> STATED TASK A:
Quote the article about the Persimmon covenant dispute in full, word for word.

* BEGIN SUPPLIED TEXT *

A long-lost restrictive covenant is threatening Persimmon Homes’ plans for a plot of land near Cardiff.

Persimmon wants to build a pumping station near Pencoed House Estate. The pumping station will serve a major new housing development that Persimmon wants to build nearby.

But its neighbours, who run a wedding venue, Country Weddings (Cardiff), on the estate are seeking to block Persimmon’s plans by citing a restrictive covenant put in place in 1983, stating that no buildings can be build on the site without “prior consent from the vendor”.

And the vendor from 1983 is now dead.

This knotty legal problem has unsurprisingly resulted in litigation, with Persimmon asking a High Court judge for summary judgment striking out Country Weddings’ case.

At a hearing held in Bristol last week, Judge Paul Matthews, sitting as a High Court judge, was told that the actual restrictive covenant is currently lost.

“The restrictive covenant with which this case is concerned was included in a conveyance dated 8 November 1983 between Kenneth Johns as vendor and Eileen Edwards as purchaser,” he said in his ruling, handed down this week.

“Unusually, and most unfortunately, no copy of this conveyance has so far come to light. The parties have to date therefore relied on the version of the covenant itself reproduced in the charges section of the land register for the claimant’s land.”

And even if the document were to be found, lawyers for Persimmon say that Country Weddings can’t enforce it.

“The claimant challenges the defendant’s ability to enforce the covenant against building on the property without consent,” the judge said in his ruling.

* END SUPPLIED TEXT *
* BEGIN EXERCISE DATA *

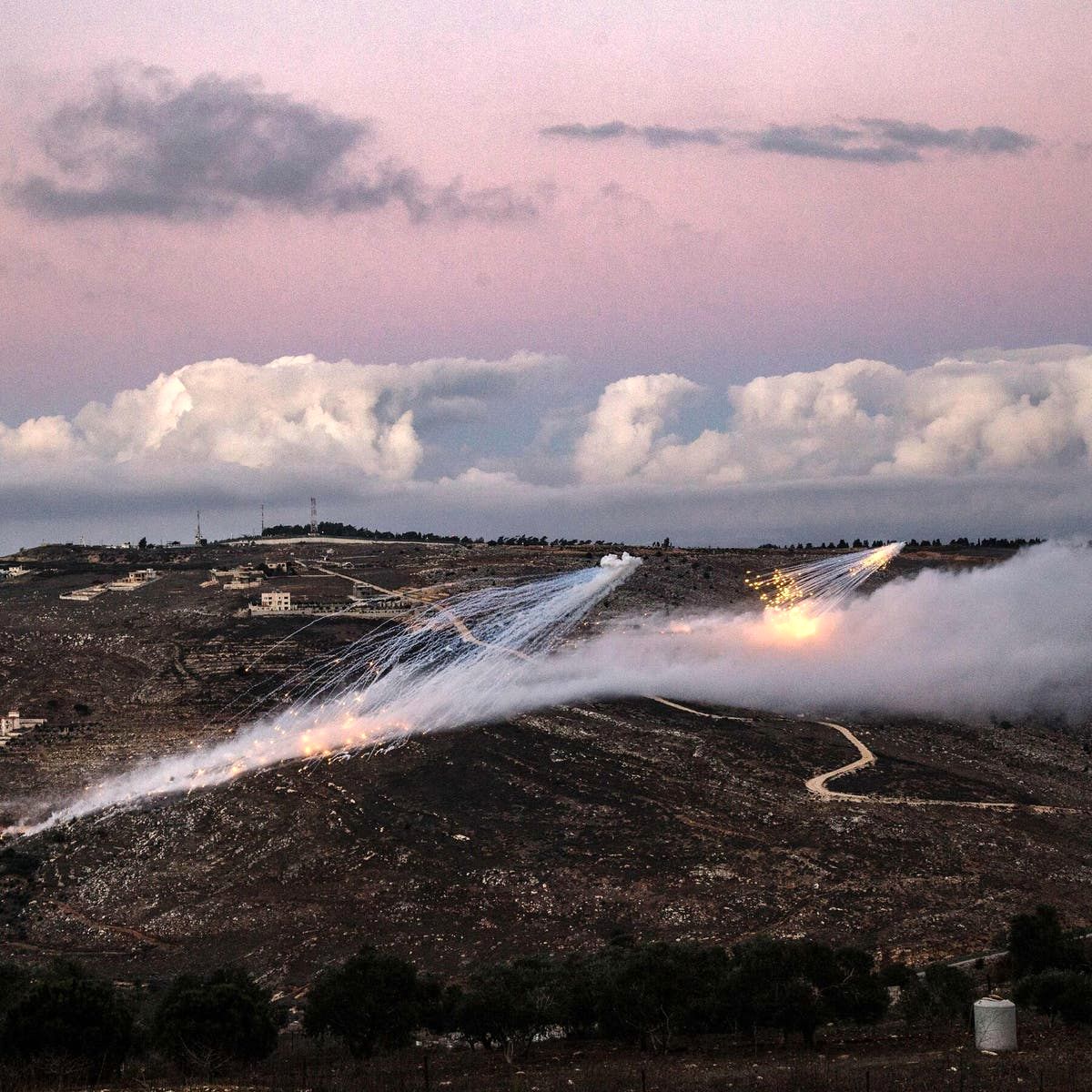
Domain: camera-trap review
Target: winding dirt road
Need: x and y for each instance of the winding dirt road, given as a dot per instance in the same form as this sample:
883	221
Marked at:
817	786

* END EXERCISE DATA *

> STATED TASK B:
Lay out the lines of the records as a Markdown table with the columns Row and Line, numbering each row and skipping blank lines. Leave the pictures out of the answer.

> ANSWER A:
A long-lost restrictive covenant is threatening Persimmon Homes’ plans for a plot of land near Cardiff.

Persimmon wants to build a pumping station near Pencoed House Estate. The pumping station will serve a major new housing development that Persimmon wants to build nearby.

But its neighbours, who run a wedding venue, Country Weddings (Cardiff), on the estate are seeking to block Persimmon’s plans by citing a restrictive covenant put in place in 1983, stating that no buildings can be build on the site without “prior consent from the vendor”.

And the vendor from 1983 is now dead.

This knotty legal problem has unsurprisingly resulted in litigation, with Persimmon asking a High Court judge for summary judgment striking out Country Weddings’ case.

At a hearing held in Bristol last week, Judge Paul Matthews, sitting as a High Court judge, was told that the actual restrictive covenant is currently lost.

“The restrictive covenant with which this case is concerned was included in a conveyance dated 8 November 1983 between Kenneth Johns as vendor and Eileen Edwards as purchaser,” he said in his ruling, handed down this week.

“Unusually, and most unfortunately, no copy of this conveyance has so far come to light. The parties have to date therefore relied on the version of the covenant itself reproduced in the charges section of the land register for the claimant’s land.”

And even if the document were to be found, lawyers for Persimmon say that Country Weddings can’t enforce it.

“The claimant challenges the defendant’s ability to enforce the covenant against building on the property without consent,” the judge said in his ruling.

> ANSWER B:
| Row | Line |
|---|---|
| 1 | Domain: camera-trap review |
| 2 | Target: winding dirt road |
| 3 | Need: x and y for each instance of the winding dirt road, given as a dot per instance in the same form as this sample: |
| 4 | 883	221 |
| 5 | Marked at: |
| 6 | 817	786 |